EXERCISE DESCRIPTION ▸
In the report excerpt on applying the Directive, which Member States see the level of unlawful transfers of cultural goods as stable?

SOURCE EXCERPT ▸
☆ ☆ ☆ ☆
4.2. Application of the Directive

General assessment

* It is clear from the general tenor of the replies to the questionnaire sent to them that Member States themselves realise that the slow progress in implementing the Directive in national law delayed its application. This has meant that the actual period of application has not been long enough to make a valid assessment of its effectiveness. Nevertheless, several States have noted that the Directive has had a major impact in raising awareness among the various parties concerned about the protection of cultural goods in the various Member States [24]. One notable result is the fact that professional circles in certain States have organised themselves more effectively and, where appropriate, adopted codes of good practice.

[24] The remarks outlined above on the awareness-raising effects of the Regulation also apply generally to the Directive.

As far as public authorities are concerned, it would appear that cooperation between authorities both at national and Community level has not taken any practical shape. This is because, according to most Member States, there is not enough information on the cultural goods leaving the territory of a Member State unlawfully. Furthermore, where such information exists, it is not passed on in the appropriate fashion. Consequently, most Member States are in favour of improving this cooperation to secure the return of cultural goods unlawfully removed from the territory of a Member State. Moreover, the message is that improving the traceability of cultural goods is useful for the application of both the Regulation and the Directive.

* The opinions of the Member States are divided when it comes to evaluating the phenomenon of unlawful transfers of cultural goods since the Directive entered into force. Germany, Finland, Ireland, Italy and the Netherlands consider that the situation is stable ; Sweden and Greece feel that transfers are increasing and Spain believes that they are diminishing. However, in general terms, all Member States found it difficult or even impossible to give a proper answer to this question, in view of the lack of specific information on the actual working of the Directive.

Application of procedures for the return of cultural goods : statistics and analysis

* The data on the application of Articles 4 and 5 of Directive 93/7/EEC, extracted from the answers by the Member States to the Commission's questionnaire, are summarised in the tables annexed to this report [25]. According to these data, Member States have sent the Commission 12 notifications of discovery of objects and one request for a search based on Article 4 of the Directive. Moreover, the Commission has been informed of only one case of proceedings to secure the return of an object under Article 5 of the Directive, brought by Finland before the High Court in London ; in this case, however, the return was not effected by a court order, as an amicable settlement was eventually reached between the bona fide possessor and the Finnish authorities before the British court had handed down a judgment. Other returns listed in the tables occurred within the framework of administrative cooperation between national authorities and therefore without recourse to the legal procedure provided by Directive 93/7/EEC.
☆ ☆ ☆ ☆
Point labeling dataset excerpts
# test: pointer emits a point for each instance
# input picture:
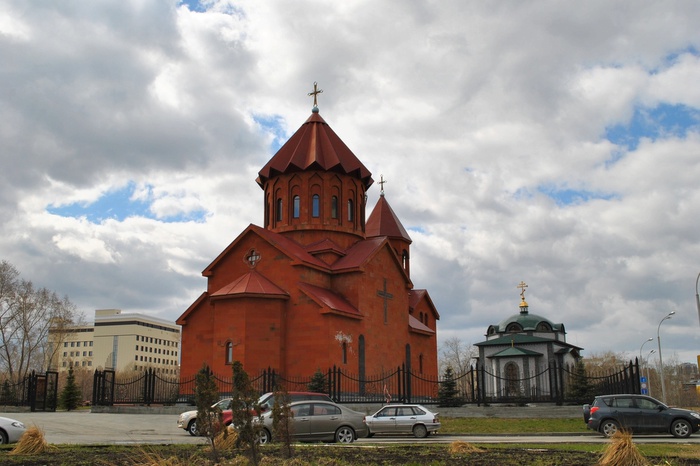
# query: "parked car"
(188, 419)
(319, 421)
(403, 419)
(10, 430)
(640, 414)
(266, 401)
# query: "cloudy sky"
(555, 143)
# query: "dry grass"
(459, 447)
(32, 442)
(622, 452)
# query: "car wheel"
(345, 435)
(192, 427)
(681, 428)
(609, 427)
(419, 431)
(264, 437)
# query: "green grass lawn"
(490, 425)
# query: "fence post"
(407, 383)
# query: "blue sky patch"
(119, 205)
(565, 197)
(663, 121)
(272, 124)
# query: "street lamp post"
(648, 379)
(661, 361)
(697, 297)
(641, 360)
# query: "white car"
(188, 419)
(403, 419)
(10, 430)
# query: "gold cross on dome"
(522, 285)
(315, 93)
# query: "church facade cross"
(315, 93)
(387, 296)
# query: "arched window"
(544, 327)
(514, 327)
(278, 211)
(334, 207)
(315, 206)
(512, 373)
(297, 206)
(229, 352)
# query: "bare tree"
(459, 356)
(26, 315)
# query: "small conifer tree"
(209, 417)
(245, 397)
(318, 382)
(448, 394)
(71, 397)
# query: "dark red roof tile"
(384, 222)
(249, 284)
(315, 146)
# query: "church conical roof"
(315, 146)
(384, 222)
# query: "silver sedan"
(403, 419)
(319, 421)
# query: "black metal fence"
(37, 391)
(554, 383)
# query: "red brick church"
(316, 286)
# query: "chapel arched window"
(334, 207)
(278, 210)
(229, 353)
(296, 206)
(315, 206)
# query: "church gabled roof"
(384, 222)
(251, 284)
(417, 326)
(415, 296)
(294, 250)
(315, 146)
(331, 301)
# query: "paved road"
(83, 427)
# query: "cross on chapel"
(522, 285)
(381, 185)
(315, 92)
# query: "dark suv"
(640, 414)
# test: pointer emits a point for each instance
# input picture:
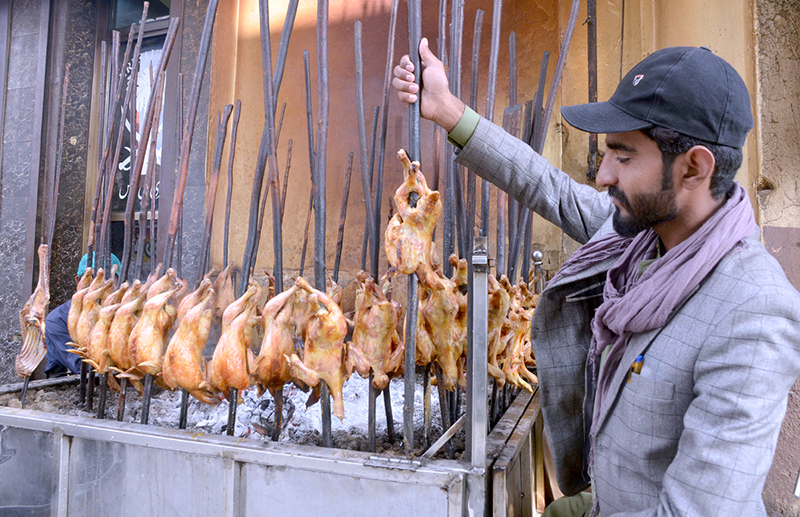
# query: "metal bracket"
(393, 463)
☆ ☆ ☆ ☆
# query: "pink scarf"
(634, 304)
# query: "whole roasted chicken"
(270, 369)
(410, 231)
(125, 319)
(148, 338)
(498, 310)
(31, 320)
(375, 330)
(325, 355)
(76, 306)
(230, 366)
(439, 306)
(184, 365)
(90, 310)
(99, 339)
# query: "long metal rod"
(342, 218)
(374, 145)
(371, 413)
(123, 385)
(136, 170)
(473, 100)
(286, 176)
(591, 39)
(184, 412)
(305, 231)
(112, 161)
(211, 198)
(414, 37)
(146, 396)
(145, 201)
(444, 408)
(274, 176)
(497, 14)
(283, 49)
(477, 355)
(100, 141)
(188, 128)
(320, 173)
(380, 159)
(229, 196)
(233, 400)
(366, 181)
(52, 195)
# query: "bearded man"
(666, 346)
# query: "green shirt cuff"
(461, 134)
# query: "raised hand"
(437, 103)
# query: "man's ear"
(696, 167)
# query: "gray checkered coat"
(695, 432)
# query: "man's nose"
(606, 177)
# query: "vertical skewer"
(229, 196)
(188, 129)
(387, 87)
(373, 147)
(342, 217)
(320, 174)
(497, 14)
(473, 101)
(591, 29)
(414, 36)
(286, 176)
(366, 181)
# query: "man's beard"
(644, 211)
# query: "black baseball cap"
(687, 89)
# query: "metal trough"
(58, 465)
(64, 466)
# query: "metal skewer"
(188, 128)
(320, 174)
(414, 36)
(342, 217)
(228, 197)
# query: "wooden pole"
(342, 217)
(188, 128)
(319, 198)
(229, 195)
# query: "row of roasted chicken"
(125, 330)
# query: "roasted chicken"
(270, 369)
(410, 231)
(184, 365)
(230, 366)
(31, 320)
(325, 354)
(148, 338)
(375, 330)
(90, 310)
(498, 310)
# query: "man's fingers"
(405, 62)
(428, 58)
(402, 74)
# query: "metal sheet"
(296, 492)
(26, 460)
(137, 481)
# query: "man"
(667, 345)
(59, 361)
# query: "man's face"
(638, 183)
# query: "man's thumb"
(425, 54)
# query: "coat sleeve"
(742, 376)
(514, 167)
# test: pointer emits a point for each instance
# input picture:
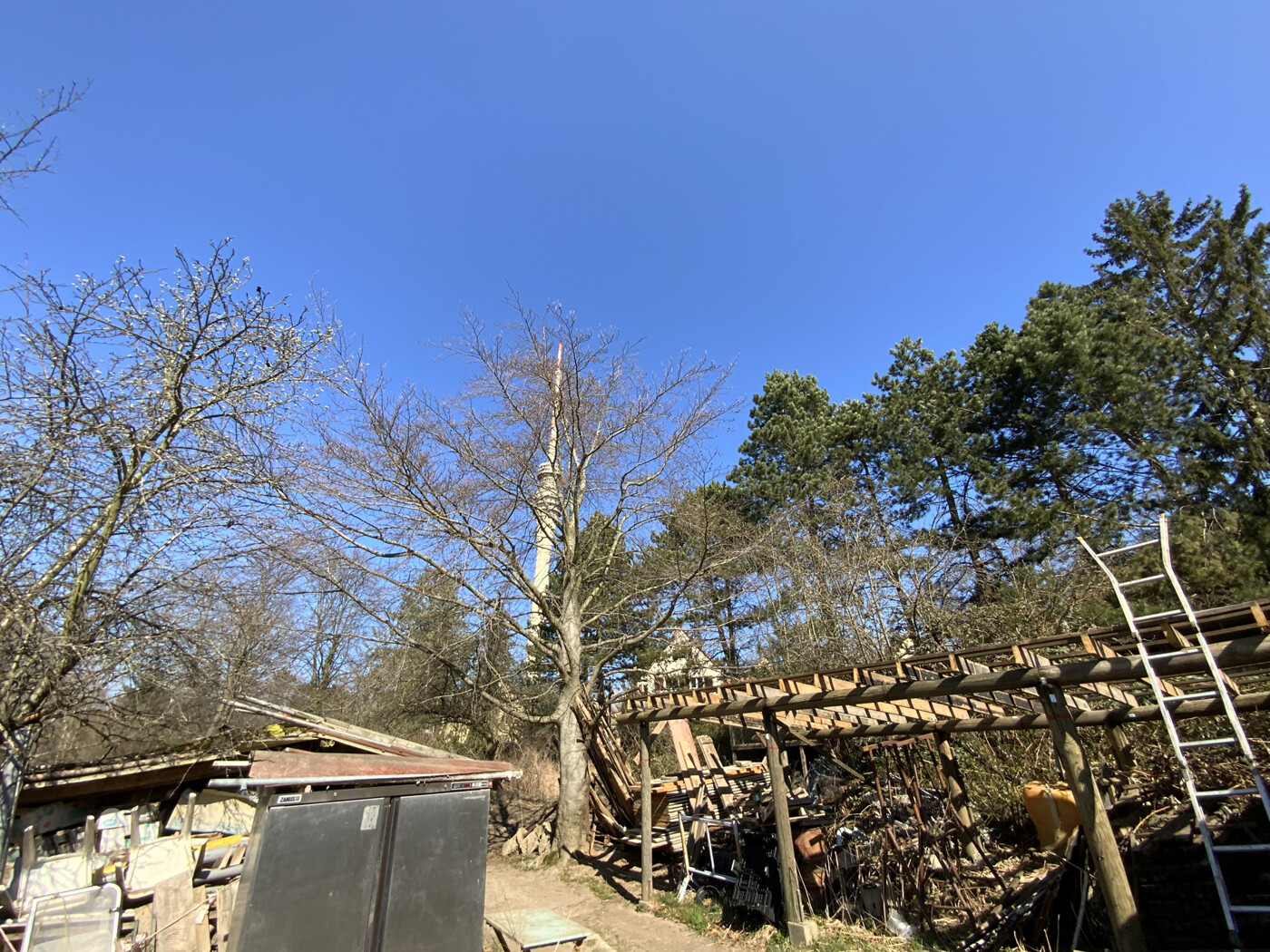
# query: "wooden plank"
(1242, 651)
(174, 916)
☆ ☆ ☆ ☆
RESULT OF THIS EXERCISE ▸
Germany, Finland, Ireland, Italy and the Netherlands.